Could you repeat, word for word, every line from the one containing "woman with long" through the final line of the records below, and nothing else?

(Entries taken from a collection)
----

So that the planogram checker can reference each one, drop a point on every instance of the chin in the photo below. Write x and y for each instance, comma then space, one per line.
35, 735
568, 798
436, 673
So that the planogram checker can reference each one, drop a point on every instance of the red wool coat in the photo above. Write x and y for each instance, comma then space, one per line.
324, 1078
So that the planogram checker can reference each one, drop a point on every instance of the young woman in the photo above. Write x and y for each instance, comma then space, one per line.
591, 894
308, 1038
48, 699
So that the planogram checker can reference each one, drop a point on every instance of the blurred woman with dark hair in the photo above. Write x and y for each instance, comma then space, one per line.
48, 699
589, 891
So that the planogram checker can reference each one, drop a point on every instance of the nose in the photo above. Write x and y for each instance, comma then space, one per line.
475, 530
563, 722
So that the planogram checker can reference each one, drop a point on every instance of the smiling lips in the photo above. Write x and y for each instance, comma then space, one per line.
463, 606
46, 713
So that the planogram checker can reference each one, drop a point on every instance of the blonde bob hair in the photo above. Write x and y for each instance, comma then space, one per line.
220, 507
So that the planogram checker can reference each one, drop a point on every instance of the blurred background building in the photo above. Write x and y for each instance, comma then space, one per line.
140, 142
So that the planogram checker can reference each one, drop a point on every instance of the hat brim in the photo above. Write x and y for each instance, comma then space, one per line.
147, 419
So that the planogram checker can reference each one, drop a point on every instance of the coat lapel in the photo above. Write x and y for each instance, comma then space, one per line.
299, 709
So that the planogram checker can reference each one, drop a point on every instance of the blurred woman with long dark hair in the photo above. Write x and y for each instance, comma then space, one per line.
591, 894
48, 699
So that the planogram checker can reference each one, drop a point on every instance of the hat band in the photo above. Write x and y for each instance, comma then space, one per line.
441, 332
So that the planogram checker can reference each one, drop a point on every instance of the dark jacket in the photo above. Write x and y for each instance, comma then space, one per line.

----

# ANSWER SECTION
So that the planogram checker can reference each one, drop a point on every instance of the blurred woman with long dark hair in the photo above. Write x and y for each instance, comma then space, one per line.
591, 894
48, 699
So that the planogram checker can reference each one, drop a point on every instance of the hat band in the photo above. Write x and y for each instance, comma then space, one per line.
441, 332
So that the planogram checker can reference each one, drop a point on every instance of the dark jacket in the photo above. Write x and y for each instance, comma then space, one per line.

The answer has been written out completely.